— BEGIN DATA SHOWN —

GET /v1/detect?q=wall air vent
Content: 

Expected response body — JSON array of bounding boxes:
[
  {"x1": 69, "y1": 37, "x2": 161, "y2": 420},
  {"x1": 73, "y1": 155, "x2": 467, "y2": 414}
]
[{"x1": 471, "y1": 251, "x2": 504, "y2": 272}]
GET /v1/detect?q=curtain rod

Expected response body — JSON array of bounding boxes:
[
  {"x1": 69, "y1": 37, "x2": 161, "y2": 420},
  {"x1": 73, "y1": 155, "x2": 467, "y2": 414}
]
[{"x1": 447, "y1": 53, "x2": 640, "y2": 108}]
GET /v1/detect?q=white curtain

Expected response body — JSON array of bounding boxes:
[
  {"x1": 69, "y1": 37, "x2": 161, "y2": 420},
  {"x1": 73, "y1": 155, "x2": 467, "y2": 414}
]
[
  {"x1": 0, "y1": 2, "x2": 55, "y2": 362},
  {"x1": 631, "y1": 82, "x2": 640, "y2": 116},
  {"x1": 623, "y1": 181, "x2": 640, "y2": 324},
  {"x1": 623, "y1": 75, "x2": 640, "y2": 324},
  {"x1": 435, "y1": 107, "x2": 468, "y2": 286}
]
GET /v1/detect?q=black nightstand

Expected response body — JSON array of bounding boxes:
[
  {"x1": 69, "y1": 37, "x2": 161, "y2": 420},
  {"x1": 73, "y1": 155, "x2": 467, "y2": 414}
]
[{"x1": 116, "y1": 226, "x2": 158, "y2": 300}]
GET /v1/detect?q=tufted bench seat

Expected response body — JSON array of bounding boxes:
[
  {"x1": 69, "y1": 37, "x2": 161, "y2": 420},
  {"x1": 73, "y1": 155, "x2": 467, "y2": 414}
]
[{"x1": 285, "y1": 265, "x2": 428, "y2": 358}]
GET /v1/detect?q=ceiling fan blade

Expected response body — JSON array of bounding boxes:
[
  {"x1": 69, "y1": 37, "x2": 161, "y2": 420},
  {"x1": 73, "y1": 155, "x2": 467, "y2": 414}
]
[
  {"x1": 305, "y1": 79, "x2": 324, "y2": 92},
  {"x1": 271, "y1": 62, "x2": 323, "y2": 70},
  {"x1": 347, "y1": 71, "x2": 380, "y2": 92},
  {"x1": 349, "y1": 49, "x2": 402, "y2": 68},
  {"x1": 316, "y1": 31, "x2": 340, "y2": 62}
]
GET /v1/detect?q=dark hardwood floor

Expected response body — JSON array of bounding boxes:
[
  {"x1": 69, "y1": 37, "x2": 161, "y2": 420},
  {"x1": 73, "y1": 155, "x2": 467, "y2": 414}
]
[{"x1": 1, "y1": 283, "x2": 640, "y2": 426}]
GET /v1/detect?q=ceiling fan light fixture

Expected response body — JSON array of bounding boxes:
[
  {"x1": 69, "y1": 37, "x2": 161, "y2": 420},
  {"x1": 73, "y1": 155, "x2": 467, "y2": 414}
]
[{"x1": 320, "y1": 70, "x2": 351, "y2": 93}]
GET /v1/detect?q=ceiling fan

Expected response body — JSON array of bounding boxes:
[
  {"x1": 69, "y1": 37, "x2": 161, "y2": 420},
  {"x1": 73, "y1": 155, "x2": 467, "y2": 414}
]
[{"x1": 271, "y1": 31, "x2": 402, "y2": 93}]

— END DATA SHOWN —

EXERCISE OBJECTIVE = Print every line of the listing above without changing anything.

SOLVED PROBLEM =
GET /v1/detect?q=wall air vent
Content: 

Expected response body — JSON array of bounding boxes:
[
  {"x1": 69, "y1": 37, "x2": 161, "y2": 420},
  {"x1": 73, "y1": 155, "x2": 467, "y2": 414}
]
[{"x1": 471, "y1": 251, "x2": 504, "y2": 272}]
GET /v1/detect?q=curtain rod

Expected response body — JSON array of bounding boxes:
[
  {"x1": 69, "y1": 37, "x2": 161, "y2": 420},
  {"x1": 73, "y1": 155, "x2": 467, "y2": 414}
]
[{"x1": 447, "y1": 53, "x2": 640, "y2": 108}]
GET /v1/detect?q=white curtain

Expected response body — JSON array of bounding boxes:
[
  {"x1": 69, "y1": 37, "x2": 161, "y2": 420},
  {"x1": 73, "y1": 155, "x2": 467, "y2": 414}
]
[
  {"x1": 0, "y1": 2, "x2": 55, "y2": 362},
  {"x1": 631, "y1": 82, "x2": 640, "y2": 116},
  {"x1": 623, "y1": 181, "x2": 640, "y2": 324},
  {"x1": 623, "y1": 75, "x2": 640, "y2": 324},
  {"x1": 435, "y1": 107, "x2": 468, "y2": 286}
]
GET /v1/detect?q=black nightstand

Expected response body — JSON array of bounding boxes:
[
  {"x1": 69, "y1": 37, "x2": 161, "y2": 420},
  {"x1": 73, "y1": 155, "x2": 467, "y2": 414}
]
[{"x1": 116, "y1": 226, "x2": 158, "y2": 300}]
GET /v1/detect?q=tufted bench seat

Expected response body — JSON array of bounding boxes:
[
  {"x1": 69, "y1": 37, "x2": 161, "y2": 420},
  {"x1": 73, "y1": 155, "x2": 467, "y2": 414}
]
[{"x1": 285, "y1": 265, "x2": 428, "y2": 358}]
GET /v1/detect?q=ceiling fan blade

Expected response body — JSON array of bounding boxes:
[
  {"x1": 69, "y1": 37, "x2": 161, "y2": 420},
  {"x1": 73, "y1": 155, "x2": 467, "y2": 414}
]
[
  {"x1": 305, "y1": 79, "x2": 324, "y2": 92},
  {"x1": 271, "y1": 62, "x2": 323, "y2": 70},
  {"x1": 347, "y1": 71, "x2": 380, "y2": 92},
  {"x1": 349, "y1": 49, "x2": 402, "y2": 68},
  {"x1": 316, "y1": 31, "x2": 340, "y2": 62}
]
GET /v1/detect?q=dark hardwood floor

Expected response body — JSON array of bounding boxes:
[
  {"x1": 69, "y1": 37, "x2": 161, "y2": 420},
  {"x1": 73, "y1": 155, "x2": 467, "y2": 414}
]
[{"x1": 1, "y1": 283, "x2": 640, "y2": 426}]
GET /v1/detect?q=ceiling fan light fixture

Expected response body — JSON array of bounding boxes:
[
  {"x1": 69, "y1": 37, "x2": 161, "y2": 420},
  {"x1": 73, "y1": 155, "x2": 467, "y2": 414}
]
[{"x1": 320, "y1": 70, "x2": 351, "y2": 93}]
GET /v1/detect?q=ceiling fan

Expected response body — JSON array of bounding boxes:
[
  {"x1": 69, "y1": 37, "x2": 161, "y2": 420},
  {"x1": 73, "y1": 155, "x2": 467, "y2": 414}
]
[{"x1": 271, "y1": 31, "x2": 402, "y2": 93}]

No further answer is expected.